• **Given data**
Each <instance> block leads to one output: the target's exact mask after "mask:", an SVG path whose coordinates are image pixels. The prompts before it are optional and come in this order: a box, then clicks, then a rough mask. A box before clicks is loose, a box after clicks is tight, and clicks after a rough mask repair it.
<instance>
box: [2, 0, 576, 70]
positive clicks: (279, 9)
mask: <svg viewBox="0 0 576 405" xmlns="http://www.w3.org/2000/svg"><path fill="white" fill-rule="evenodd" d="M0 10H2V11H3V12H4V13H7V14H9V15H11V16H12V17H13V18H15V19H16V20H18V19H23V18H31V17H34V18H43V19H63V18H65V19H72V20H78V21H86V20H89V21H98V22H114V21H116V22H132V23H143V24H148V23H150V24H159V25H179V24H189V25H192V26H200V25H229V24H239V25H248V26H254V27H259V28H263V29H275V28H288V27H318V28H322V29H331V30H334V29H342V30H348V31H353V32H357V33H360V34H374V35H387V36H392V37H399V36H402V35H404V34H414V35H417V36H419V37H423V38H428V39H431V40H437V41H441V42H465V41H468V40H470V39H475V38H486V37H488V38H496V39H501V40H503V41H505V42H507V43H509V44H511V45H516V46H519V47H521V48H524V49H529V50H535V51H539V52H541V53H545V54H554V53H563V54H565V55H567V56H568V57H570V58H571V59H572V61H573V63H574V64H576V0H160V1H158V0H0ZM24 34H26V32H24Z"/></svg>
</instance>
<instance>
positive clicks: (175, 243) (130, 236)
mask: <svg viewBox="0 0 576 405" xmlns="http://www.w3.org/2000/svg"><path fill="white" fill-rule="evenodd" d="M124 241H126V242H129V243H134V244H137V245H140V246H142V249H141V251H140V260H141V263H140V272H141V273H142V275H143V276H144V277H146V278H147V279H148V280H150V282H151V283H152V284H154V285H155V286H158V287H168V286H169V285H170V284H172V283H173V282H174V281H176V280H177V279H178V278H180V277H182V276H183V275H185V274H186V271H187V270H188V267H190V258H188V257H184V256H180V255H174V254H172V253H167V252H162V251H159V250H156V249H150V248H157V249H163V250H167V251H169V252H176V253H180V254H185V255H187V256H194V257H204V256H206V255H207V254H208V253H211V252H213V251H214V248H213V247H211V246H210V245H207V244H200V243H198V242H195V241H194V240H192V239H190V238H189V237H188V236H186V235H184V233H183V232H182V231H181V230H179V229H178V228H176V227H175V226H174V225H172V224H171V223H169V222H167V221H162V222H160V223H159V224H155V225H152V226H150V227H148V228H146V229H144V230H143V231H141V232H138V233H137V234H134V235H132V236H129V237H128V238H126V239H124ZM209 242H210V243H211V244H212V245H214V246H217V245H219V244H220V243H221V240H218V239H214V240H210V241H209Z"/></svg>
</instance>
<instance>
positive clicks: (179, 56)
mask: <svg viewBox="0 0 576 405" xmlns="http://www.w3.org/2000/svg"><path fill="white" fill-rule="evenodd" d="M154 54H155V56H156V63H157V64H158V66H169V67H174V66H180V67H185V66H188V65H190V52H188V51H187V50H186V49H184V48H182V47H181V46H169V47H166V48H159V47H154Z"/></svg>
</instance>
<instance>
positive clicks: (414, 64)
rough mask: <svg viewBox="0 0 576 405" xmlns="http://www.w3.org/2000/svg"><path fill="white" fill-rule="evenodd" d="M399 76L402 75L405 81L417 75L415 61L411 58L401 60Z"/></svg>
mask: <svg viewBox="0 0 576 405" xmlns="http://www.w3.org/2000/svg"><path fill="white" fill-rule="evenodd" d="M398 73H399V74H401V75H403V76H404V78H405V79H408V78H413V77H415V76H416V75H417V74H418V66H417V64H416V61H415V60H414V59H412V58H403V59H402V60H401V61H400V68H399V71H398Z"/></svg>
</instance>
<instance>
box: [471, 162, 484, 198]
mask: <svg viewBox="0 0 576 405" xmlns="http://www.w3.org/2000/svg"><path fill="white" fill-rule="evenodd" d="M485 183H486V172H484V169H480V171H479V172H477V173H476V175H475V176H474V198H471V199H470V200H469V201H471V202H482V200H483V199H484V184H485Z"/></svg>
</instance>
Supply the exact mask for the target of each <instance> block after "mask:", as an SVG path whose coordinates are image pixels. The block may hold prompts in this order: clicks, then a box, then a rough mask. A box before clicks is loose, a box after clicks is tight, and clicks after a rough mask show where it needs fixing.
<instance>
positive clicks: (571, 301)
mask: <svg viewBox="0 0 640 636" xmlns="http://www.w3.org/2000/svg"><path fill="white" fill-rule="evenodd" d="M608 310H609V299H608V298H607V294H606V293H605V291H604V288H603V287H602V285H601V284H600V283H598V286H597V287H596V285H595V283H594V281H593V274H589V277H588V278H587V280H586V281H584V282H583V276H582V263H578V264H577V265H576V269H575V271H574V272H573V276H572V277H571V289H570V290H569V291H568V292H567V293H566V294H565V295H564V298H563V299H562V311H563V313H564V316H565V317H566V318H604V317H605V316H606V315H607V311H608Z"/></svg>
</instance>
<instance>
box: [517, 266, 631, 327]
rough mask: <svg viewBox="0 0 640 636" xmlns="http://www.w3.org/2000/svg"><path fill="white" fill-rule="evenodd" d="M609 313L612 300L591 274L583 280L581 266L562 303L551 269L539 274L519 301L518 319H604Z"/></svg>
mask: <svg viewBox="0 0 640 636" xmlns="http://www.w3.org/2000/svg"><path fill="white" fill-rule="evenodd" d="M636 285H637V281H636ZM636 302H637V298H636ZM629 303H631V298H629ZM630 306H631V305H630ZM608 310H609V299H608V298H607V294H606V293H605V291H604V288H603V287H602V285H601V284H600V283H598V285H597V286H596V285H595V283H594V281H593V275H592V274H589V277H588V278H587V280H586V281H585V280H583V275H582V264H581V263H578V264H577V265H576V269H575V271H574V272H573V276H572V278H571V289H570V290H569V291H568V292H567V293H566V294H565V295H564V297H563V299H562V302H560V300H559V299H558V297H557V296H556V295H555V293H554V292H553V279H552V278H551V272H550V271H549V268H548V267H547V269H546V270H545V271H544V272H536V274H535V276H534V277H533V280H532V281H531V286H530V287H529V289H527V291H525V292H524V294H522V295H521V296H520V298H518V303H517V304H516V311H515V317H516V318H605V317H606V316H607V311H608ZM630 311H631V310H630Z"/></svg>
...
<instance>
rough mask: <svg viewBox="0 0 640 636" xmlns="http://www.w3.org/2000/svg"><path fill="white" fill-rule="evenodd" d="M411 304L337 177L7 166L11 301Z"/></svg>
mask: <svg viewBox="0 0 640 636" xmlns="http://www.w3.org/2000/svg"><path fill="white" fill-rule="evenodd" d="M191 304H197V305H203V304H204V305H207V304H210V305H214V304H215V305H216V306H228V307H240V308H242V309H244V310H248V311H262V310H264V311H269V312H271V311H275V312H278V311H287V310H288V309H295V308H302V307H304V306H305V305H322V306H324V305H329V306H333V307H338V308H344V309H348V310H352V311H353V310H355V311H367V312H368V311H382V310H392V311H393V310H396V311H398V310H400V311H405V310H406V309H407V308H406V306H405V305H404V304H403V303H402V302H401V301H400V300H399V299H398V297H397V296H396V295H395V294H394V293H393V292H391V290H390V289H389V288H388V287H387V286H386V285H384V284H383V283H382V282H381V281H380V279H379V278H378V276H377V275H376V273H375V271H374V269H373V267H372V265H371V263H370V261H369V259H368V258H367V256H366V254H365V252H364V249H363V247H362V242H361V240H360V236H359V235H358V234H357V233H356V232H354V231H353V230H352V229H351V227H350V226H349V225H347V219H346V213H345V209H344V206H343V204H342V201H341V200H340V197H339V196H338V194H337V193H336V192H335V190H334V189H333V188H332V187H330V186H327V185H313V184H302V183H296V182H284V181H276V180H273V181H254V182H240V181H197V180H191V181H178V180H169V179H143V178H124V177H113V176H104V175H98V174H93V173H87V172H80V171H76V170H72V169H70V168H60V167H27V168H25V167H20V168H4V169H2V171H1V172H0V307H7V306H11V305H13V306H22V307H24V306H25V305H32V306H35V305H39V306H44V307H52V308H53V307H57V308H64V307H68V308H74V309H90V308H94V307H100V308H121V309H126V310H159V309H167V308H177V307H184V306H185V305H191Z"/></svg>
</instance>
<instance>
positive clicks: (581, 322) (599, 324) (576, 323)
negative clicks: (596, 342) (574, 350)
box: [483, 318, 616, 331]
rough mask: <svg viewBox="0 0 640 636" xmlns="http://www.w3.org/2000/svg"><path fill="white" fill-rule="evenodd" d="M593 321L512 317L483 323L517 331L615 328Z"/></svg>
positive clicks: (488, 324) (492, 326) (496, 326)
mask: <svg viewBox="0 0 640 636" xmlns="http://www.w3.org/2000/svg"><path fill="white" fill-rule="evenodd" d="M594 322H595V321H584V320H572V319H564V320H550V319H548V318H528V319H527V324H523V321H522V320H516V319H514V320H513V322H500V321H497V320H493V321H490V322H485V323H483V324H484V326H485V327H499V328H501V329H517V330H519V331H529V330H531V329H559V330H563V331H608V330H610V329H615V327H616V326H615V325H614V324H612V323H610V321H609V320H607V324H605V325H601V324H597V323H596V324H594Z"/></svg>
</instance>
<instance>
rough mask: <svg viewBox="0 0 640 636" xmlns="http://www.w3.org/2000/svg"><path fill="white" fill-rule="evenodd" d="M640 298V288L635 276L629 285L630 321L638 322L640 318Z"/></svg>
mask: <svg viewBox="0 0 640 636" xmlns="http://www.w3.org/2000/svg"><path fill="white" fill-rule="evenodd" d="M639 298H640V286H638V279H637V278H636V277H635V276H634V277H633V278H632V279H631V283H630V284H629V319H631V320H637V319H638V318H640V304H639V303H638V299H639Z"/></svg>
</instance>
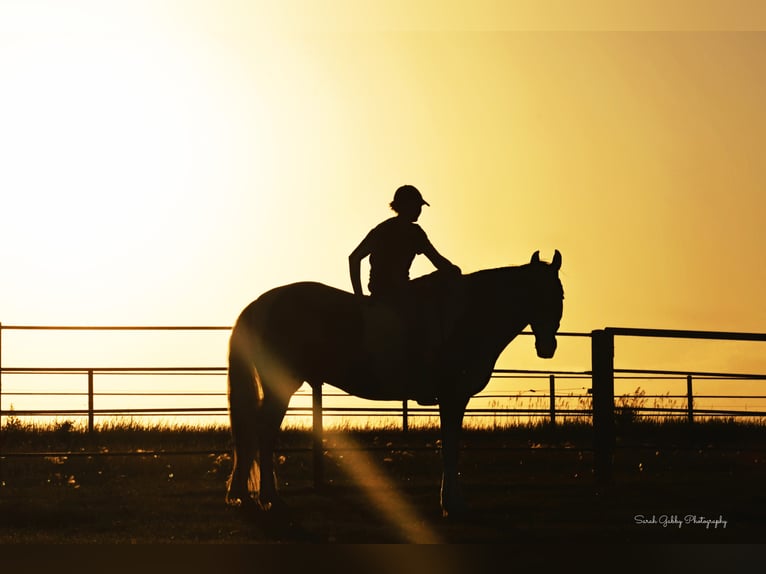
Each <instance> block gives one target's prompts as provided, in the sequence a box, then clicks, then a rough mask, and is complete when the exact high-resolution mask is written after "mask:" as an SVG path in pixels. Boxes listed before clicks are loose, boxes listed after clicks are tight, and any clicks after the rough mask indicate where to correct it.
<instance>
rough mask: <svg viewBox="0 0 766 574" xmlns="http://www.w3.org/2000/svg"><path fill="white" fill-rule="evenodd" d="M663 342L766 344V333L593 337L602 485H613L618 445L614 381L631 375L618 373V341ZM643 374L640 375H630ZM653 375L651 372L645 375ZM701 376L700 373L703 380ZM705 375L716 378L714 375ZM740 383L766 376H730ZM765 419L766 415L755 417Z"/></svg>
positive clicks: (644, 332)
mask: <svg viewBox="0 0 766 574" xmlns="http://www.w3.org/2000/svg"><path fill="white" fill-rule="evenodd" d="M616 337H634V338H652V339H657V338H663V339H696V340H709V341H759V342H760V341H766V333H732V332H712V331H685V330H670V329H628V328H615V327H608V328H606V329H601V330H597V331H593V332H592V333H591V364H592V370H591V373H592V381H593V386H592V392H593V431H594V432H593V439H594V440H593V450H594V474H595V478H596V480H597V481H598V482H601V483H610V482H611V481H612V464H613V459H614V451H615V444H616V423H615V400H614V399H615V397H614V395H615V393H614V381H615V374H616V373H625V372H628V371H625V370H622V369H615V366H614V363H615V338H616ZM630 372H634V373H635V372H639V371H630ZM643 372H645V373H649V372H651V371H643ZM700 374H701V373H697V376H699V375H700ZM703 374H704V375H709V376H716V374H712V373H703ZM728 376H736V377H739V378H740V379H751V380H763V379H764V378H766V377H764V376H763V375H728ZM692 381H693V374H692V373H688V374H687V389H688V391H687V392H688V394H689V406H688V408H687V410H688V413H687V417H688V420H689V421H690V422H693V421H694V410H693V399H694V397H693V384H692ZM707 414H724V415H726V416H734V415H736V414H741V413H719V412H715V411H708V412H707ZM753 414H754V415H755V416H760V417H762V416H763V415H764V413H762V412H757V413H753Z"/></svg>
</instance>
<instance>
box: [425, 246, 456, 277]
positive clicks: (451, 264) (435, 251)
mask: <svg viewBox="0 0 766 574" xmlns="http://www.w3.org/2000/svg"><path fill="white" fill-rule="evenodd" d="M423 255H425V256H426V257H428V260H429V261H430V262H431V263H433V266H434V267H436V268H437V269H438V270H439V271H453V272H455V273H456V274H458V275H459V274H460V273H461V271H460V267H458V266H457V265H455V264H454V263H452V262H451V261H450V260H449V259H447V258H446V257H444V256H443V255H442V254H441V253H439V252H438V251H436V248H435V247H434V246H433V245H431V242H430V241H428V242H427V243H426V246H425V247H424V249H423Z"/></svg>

• **Exercise description**
The required output is the stretch of entries above from the line containing "positive clicks: (179, 56)" through the line containing "positive clicks: (414, 64)", reproduced exactly.

• **Answer for this exercise**
positive clicks: (179, 56)
mask: <svg viewBox="0 0 576 405" xmlns="http://www.w3.org/2000/svg"><path fill="white" fill-rule="evenodd" d="M154 54H155V56H156V63H157V64H158V66H169V67H174V66H180V67H185V66H188V65H190V52H188V51H187V50H186V49H184V48H182V47H181V46H169V47H166V48H159V47H154Z"/></svg>
</instance>
<instance>
positive clicks: (414, 64)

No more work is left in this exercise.